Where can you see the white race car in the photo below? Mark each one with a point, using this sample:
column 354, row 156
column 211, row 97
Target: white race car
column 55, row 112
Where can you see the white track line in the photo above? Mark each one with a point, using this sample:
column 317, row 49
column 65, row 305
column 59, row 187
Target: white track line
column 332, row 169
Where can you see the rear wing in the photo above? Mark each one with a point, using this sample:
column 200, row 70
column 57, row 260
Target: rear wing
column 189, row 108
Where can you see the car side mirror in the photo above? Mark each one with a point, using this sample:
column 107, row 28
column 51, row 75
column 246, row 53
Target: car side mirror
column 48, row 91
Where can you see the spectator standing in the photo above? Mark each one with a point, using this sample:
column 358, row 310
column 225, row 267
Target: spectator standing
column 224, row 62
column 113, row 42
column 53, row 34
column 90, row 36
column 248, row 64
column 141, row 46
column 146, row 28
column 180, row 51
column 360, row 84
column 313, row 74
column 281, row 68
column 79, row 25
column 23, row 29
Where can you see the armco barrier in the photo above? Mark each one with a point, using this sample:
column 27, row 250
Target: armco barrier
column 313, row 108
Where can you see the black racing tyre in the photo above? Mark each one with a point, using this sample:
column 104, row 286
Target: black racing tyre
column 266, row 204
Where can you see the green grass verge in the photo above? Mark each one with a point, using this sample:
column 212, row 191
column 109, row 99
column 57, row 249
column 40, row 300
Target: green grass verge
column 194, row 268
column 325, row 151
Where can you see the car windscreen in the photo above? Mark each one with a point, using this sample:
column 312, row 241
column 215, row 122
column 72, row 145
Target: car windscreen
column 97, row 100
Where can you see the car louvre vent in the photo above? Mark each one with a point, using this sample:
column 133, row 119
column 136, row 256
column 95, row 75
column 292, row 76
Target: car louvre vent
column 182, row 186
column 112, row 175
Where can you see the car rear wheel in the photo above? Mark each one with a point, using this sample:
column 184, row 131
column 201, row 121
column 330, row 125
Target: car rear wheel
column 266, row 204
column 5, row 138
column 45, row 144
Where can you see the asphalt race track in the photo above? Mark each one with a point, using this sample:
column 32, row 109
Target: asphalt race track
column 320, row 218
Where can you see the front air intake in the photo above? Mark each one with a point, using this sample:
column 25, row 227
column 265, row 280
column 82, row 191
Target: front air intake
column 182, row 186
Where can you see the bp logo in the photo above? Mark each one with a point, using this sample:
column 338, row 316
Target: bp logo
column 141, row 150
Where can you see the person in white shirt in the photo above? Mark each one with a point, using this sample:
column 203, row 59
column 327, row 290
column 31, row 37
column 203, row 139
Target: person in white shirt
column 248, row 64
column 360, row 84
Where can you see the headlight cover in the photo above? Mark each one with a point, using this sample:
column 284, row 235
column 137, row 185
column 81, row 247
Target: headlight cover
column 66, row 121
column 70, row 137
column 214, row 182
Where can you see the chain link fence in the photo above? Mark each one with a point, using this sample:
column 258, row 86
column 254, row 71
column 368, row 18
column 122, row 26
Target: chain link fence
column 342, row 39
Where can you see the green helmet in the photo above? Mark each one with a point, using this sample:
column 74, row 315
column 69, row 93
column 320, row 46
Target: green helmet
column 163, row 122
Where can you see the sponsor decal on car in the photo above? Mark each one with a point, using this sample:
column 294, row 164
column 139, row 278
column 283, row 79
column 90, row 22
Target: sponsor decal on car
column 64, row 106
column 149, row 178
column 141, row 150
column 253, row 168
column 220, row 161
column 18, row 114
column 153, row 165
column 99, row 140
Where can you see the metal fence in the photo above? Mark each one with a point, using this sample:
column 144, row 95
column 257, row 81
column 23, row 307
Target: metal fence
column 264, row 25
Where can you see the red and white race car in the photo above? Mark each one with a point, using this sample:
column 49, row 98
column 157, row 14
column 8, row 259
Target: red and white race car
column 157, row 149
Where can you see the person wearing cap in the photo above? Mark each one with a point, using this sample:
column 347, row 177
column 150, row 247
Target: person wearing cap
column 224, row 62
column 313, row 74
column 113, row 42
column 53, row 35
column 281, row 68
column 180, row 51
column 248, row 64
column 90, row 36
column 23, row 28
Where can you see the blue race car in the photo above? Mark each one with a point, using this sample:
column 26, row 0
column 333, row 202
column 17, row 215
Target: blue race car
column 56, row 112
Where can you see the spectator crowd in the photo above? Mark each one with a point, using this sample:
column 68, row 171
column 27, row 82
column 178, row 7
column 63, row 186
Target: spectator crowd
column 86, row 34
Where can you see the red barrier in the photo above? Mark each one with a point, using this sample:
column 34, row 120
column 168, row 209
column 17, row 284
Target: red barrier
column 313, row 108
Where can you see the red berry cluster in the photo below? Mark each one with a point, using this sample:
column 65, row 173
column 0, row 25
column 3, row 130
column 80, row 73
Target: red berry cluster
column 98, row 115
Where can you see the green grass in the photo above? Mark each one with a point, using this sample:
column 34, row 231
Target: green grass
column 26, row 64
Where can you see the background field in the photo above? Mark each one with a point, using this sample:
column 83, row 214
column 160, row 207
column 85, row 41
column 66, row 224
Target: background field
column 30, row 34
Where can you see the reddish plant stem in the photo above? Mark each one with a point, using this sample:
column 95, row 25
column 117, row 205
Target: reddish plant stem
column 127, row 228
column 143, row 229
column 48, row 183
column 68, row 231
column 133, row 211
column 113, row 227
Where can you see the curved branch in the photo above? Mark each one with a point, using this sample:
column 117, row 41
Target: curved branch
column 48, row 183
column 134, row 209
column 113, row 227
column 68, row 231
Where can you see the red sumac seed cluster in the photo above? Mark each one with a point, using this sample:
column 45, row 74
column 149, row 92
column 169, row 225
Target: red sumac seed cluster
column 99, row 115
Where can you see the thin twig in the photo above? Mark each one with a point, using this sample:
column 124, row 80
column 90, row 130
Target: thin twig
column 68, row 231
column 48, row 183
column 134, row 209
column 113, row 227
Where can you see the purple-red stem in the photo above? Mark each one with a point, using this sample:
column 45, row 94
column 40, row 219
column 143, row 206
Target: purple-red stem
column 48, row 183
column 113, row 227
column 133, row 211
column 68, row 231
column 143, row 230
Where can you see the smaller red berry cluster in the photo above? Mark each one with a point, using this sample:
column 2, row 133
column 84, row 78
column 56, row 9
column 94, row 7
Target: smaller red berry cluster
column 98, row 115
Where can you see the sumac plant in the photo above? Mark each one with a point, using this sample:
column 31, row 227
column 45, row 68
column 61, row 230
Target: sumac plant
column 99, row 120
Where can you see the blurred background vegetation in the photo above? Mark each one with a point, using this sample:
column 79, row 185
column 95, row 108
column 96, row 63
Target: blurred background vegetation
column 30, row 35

▸ WHAT YOU ARE ASKED TO DO: Reproduce all of the lines above word for word, keeping their original order.

▸ SOLVED EXERCISE:
Where can you see the white race car in the photo below? Mark each one with a point, using this sample:
column 354, row 156
column 211, row 97
Target: white race car
column 55, row 112
Where can you see the white track line in the photo above? Mark each one with a point, using this sample:
column 317, row 49
column 65, row 305
column 59, row 187
Target: white track line
column 332, row 169
Where can you see the rear wing in the photo above? Mark each one with a point, using this sample:
column 200, row 70
column 57, row 260
Target: rear wing
column 189, row 108
Where can you see the car side mirror in the photo above? Mark each one with a point, using this sample:
column 107, row 28
column 51, row 75
column 246, row 53
Target: car side mirror
column 48, row 91
Where can you see the spectator standing in the photo above? Mark each one with a point, using this sample:
column 358, row 310
column 225, row 267
Target: spectator standing
column 224, row 62
column 113, row 42
column 53, row 34
column 90, row 36
column 248, row 64
column 141, row 46
column 146, row 28
column 180, row 51
column 360, row 84
column 313, row 74
column 281, row 68
column 79, row 25
column 23, row 29
Where can you see the armco barrier in the photo above? Mark each one with a point, using this sample:
column 27, row 250
Target: armco barrier
column 313, row 108
Where can you see the black racing tyre in the photo above? Mark each one with a point, using this sample:
column 104, row 286
Target: black racing tyre
column 266, row 204
Where can you see the green grass verge in the photo above? Mark each one with a point, using this sample:
column 212, row 191
column 109, row 99
column 57, row 249
column 40, row 300
Target: green grass verge
column 194, row 268
column 325, row 151
Where can you see the car windscreen in the photo above? Mark each one with a point, using this sample:
column 312, row 241
column 215, row 122
column 72, row 145
Target: car windscreen
column 97, row 100
Where can you see the car louvre vent in the photo above? Mark each one with a point, using this sample:
column 133, row 119
column 136, row 256
column 95, row 75
column 292, row 76
Target: car louvre vent
column 182, row 186
column 112, row 175
Where can you see the car rear wheel in the photo above? Mark each one with a point, using this sample:
column 184, row 131
column 201, row 121
column 330, row 125
Target: car rear wheel
column 266, row 204
column 5, row 138
column 45, row 144
Where can you see the asphalt race track in the photo above? Mark each one with a point, using this sample:
column 32, row 109
Target: asphalt race track
column 320, row 218
Where can you see the front air intake in the photo above? Mark each one with a point, using this sample:
column 25, row 227
column 265, row 280
column 82, row 191
Target: front air intake
column 182, row 186
Where can you see the bp logo in the photo above? Mark each one with a point, using this sample:
column 338, row 316
Target: bp logo
column 141, row 150
Where can you see the person in white shirt in the photo above? Mark each one with a point, using this sample:
column 203, row 59
column 327, row 290
column 31, row 37
column 203, row 139
Target: person in white shirt
column 248, row 64
column 360, row 84
Where can you see the headlight cover in the photo above? Mark each one with a point, using this sample:
column 284, row 235
column 137, row 185
column 81, row 247
Target: headlight cover
column 66, row 121
column 70, row 137
column 214, row 182
Where can you see the chain link fence in the photo above? Mark each one with a point, using this sample:
column 258, row 86
column 254, row 71
column 368, row 18
column 122, row 26
Target: chain link fence
column 342, row 39
Where can you see the green helmet in the photo above? Mark each one with a point, using this sample:
column 74, row 315
column 69, row 93
column 320, row 46
Target: green helmet
column 163, row 122
Where can you see the sponsor decal on car in the photo above? Mark each one with a point, using this sample:
column 294, row 164
column 139, row 278
column 283, row 79
column 90, row 22
Target: sponsor decal on car
column 64, row 106
column 149, row 178
column 141, row 150
column 253, row 168
column 220, row 161
column 18, row 114
column 153, row 165
column 99, row 140
Where can you see the metal fence in the photo above? Mark each one with a point, using this sample:
column 144, row 95
column 257, row 81
column 23, row 307
Target: metal fence
column 264, row 25
Where can you see the red and white race car in the photo above? Mark each one with a point, using this sample:
column 49, row 98
column 157, row 14
column 8, row 259
Target: red and white race car
column 157, row 149
Where can you see the person wearing cap in the photo above? Mark each one with a point, using this sample:
column 347, row 177
column 150, row 247
Target: person wearing cap
column 224, row 62
column 313, row 74
column 113, row 42
column 53, row 35
column 281, row 68
column 180, row 51
column 248, row 64
column 90, row 36
column 23, row 28
Where can you see the blue race car in the photo above? Mark each one with a point, using this sample:
column 26, row 0
column 333, row 202
column 17, row 215
Target: blue race car
column 56, row 112
Where can you see the spectator crowd in the photo above? Mark each one with a point, using this sample:
column 68, row 171
column 27, row 82
column 178, row 7
column 63, row 186
Target: spectator crowd
column 86, row 34
Where can you see the red barrier in the photo above? Mark each one with a point, using this sample:
column 34, row 120
column 168, row 209
column 17, row 284
Target: red barrier
column 313, row 108
Where can you see the red berry cluster in the photo below? Mark each one with a point, using this sample:
column 65, row 173
column 0, row 25
column 3, row 130
column 80, row 73
Target: red berry cluster
column 98, row 115
Where can you see the green grass in the photo above? Mark each one with a point, using this sample:
column 34, row 231
Target: green grass
column 26, row 64
Where can you see the background field in the photo above? Mark each one with a point, using this sample:
column 83, row 214
column 160, row 207
column 85, row 41
column 66, row 224
Target: background field
column 30, row 34
Where can you see the reddish plant stem in the photo above? Mark each one with a point, using this sample:
column 95, row 25
column 117, row 205
Target: reddish plant stem
column 127, row 228
column 143, row 229
column 48, row 183
column 68, row 231
column 133, row 211
column 113, row 227
Where can you see the curved branch in the photo above? Mark each one with a point, using this sample:
column 117, row 41
Target: curved branch
column 48, row 183
column 134, row 209
column 113, row 227
column 68, row 231
Where can you see the red sumac seed cluster in the photo above? Mark each one with a point, using this sample:
column 45, row 74
column 149, row 92
column 169, row 225
Target: red sumac seed cluster
column 99, row 115
Where can you see the thin twig in the photo above? Mark each one with a point, using this sample:
column 124, row 80
column 90, row 130
Target: thin twig
column 68, row 231
column 48, row 183
column 134, row 209
column 113, row 227
Where can you see the purple-red stem in the photo above? Mark each one with a point, using this sample:
column 45, row 94
column 40, row 219
column 143, row 206
Target: purple-red stem
column 48, row 183
column 113, row 227
column 133, row 211
column 68, row 231
column 143, row 230
Where can you see the smaller red berry cluster in the photo above? Mark each one with a point, using this sample:
column 2, row 133
column 84, row 78
column 56, row 9
column 94, row 7
Target: smaller red berry cluster
column 98, row 115
Where can you see the sumac plant in the photo above? Mark each one with a point, using this sample:
column 31, row 227
column 45, row 68
column 61, row 230
Target: sumac plant
column 99, row 120
Where can you see the blurred background vegetation in the photo above? Mark each one with a point, using this sample:
column 79, row 185
column 95, row 108
column 96, row 63
Target: blurred background vegetation
column 30, row 35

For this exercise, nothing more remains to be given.